Dataset entries:
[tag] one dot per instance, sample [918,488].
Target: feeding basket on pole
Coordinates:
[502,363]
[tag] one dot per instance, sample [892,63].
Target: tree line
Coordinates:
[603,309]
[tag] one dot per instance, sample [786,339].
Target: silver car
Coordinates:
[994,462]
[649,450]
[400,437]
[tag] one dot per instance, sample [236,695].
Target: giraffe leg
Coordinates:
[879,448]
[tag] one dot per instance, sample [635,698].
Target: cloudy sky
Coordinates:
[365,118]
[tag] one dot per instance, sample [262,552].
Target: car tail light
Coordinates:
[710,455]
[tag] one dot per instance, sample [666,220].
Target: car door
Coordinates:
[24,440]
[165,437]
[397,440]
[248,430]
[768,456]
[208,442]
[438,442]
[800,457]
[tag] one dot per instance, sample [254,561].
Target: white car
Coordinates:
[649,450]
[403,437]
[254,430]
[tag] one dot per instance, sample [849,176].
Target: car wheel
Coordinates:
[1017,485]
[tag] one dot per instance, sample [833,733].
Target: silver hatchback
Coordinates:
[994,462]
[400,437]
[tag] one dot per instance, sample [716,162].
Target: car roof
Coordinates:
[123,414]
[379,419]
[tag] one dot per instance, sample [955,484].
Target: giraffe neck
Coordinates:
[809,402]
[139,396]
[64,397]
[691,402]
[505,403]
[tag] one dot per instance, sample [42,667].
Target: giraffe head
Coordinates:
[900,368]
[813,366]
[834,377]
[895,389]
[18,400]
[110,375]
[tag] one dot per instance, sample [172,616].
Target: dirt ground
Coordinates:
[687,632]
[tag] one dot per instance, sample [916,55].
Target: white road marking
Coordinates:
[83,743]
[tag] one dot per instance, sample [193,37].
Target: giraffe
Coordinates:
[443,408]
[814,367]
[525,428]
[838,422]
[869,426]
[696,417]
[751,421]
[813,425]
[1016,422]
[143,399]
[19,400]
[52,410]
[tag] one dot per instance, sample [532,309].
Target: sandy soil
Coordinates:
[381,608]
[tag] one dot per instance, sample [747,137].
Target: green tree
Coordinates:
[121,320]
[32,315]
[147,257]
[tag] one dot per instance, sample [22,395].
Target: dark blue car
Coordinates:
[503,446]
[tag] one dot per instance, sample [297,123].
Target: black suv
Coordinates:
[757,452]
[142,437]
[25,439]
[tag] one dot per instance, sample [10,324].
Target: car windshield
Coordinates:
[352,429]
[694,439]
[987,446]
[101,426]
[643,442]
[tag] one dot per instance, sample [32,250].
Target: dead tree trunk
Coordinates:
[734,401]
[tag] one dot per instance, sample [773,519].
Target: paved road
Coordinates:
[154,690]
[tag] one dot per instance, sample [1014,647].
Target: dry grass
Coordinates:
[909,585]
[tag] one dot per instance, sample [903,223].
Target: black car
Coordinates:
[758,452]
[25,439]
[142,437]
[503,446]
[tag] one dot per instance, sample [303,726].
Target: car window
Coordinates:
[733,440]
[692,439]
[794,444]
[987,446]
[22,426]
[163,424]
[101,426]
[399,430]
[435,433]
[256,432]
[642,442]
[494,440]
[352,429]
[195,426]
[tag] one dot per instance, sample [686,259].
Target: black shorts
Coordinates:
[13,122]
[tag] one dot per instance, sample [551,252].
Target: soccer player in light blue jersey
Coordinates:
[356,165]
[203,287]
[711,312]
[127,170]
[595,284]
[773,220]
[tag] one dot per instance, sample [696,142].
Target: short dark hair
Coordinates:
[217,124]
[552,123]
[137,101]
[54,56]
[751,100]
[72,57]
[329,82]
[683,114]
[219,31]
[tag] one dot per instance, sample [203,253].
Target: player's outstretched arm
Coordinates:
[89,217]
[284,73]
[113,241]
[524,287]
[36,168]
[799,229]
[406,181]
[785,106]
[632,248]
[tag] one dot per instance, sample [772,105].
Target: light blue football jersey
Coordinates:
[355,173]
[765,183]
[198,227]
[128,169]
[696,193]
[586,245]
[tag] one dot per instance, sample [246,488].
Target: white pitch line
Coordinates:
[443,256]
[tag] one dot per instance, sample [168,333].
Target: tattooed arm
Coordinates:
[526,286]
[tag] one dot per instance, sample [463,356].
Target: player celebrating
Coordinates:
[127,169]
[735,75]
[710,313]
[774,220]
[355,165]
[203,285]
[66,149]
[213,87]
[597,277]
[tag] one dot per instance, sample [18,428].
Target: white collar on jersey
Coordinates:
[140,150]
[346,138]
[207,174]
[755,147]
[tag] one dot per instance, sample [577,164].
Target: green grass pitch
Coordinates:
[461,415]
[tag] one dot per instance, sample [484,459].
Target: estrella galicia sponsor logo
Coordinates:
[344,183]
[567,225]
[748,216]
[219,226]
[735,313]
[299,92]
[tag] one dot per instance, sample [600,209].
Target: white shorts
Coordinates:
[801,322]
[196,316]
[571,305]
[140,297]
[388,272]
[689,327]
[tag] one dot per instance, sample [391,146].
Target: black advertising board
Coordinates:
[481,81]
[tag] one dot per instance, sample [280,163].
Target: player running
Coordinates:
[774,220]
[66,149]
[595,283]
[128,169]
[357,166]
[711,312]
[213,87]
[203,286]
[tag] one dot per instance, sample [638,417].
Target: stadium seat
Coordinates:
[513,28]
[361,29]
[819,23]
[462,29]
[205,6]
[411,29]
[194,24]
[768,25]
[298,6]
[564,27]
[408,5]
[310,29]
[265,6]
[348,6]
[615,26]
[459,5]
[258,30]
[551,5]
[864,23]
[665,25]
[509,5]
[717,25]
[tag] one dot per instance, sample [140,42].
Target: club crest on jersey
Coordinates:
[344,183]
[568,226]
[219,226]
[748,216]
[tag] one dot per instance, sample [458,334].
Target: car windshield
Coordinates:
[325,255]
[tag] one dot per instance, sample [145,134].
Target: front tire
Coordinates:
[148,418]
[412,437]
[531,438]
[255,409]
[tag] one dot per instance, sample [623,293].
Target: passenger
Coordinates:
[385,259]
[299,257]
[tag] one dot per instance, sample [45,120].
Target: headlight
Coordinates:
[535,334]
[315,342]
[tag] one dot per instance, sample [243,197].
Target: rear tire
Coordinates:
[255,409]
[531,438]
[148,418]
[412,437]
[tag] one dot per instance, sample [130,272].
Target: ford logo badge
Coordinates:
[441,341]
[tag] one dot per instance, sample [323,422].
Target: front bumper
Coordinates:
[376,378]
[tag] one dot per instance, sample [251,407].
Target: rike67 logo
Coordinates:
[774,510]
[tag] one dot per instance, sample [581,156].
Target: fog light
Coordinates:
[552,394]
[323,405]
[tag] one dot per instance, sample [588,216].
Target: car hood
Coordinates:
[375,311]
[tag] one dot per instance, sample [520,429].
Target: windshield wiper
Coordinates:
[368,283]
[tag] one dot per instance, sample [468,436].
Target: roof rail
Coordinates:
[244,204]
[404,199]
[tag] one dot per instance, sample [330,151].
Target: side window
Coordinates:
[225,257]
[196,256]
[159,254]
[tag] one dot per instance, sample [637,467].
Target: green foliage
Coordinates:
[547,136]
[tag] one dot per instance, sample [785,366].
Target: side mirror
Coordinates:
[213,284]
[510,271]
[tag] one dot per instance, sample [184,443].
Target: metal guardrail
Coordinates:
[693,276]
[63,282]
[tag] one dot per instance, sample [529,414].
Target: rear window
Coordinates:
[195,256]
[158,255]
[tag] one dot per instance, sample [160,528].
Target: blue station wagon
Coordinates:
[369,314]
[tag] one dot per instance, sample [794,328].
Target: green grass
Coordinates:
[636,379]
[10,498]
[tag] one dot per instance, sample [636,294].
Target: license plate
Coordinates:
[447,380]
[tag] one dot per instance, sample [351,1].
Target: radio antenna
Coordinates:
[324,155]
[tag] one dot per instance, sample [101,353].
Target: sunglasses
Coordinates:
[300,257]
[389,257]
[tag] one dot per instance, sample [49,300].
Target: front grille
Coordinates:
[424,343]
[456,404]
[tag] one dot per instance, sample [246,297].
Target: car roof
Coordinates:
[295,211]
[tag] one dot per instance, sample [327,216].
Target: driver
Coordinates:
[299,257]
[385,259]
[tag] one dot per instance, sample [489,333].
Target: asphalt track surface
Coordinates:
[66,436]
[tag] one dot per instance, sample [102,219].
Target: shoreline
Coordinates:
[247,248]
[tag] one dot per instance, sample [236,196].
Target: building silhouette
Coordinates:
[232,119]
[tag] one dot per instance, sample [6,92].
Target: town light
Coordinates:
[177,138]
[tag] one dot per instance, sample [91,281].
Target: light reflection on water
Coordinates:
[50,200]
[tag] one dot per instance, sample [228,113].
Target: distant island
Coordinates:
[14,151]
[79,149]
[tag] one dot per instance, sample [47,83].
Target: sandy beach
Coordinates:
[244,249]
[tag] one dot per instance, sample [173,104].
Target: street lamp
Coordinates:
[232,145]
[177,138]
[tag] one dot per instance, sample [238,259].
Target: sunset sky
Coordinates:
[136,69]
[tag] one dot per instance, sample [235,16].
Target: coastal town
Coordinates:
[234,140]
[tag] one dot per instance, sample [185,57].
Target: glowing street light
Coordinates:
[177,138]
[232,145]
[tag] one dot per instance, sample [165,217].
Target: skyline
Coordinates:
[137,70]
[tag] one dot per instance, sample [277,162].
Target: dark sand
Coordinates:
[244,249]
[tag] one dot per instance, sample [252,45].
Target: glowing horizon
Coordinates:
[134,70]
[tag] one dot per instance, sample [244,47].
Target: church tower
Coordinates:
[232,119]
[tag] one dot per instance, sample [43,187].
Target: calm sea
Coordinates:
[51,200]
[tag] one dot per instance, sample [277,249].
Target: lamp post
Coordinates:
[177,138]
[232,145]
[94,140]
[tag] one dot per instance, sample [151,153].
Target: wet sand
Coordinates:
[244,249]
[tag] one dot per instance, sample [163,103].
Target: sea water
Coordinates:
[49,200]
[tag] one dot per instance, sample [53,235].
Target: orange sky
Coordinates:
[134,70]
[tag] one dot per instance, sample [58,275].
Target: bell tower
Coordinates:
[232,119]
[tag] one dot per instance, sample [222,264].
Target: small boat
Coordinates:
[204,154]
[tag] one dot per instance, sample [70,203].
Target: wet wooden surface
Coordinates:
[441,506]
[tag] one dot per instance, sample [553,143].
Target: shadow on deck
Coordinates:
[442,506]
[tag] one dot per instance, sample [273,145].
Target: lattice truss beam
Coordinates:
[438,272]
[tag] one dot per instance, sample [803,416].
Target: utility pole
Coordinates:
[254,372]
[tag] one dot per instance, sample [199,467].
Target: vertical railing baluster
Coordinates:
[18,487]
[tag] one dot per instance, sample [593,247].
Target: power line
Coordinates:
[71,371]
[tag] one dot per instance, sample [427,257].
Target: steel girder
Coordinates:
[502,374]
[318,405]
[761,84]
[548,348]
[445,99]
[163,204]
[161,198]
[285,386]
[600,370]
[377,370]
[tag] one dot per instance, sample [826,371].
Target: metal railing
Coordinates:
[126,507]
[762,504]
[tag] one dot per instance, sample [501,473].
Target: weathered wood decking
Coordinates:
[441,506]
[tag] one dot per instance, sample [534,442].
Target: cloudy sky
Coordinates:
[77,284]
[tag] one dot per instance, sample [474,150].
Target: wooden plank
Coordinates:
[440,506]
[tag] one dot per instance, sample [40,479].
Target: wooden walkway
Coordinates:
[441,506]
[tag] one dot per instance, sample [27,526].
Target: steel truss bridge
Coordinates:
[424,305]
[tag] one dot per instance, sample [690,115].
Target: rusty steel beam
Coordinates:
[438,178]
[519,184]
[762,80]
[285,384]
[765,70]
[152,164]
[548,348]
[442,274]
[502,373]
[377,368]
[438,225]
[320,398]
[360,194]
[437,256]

- **TASK DESCRIPTION**: Return the line that contains "[tag] one dot per instance, sample [199,467]." and all lines after it, verbatim, and nothing else.

- **ANSWER TO THIS TASK**:
[tag] one dot per instance, sample [199,467].
Target: vertical railing baluster
Coordinates:
[18,487]
[tag] one dot per instance, sample [593,247].
Target: power line
Coordinates:
[71,371]
[tag] one dot per instance, sample [427,257].
Target: steel girder
Coordinates:
[502,374]
[318,405]
[761,84]
[548,348]
[445,99]
[163,204]
[161,198]
[285,386]
[600,370]
[377,370]
[tag] one dot per instance, sample [826,371].
Target: metal railing
Coordinates:
[126,507]
[762,504]
[tag] one dot per instance, sample [501,473].
Target: weathered wood decking
Coordinates:
[441,506]
[tag] one dot per instance, sample [534,442].
Target: cloudy sky
Coordinates:
[77,284]
[tag] one dot per instance, sample [474,150].
Target: wooden plank
Coordinates:
[440,506]
[tag] one dot per instance, sample [40,479].
Target: wooden walkway
Coordinates:
[441,506]
[tag] one dot per instance, sample [27,526].
Target: steel truss bridge
Coordinates:
[424,305]
[tag] one dot per instance, sample [690,115].
Target: rusty steel beam
Coordinates:
[438,178]
[519,184]
[762,80]
[285,384]
[765,70]
[152,164]
[548,348]
[442,274]
[502,373]
[377,368]
[438,225]
[320,398]
[360,194]
[437,256]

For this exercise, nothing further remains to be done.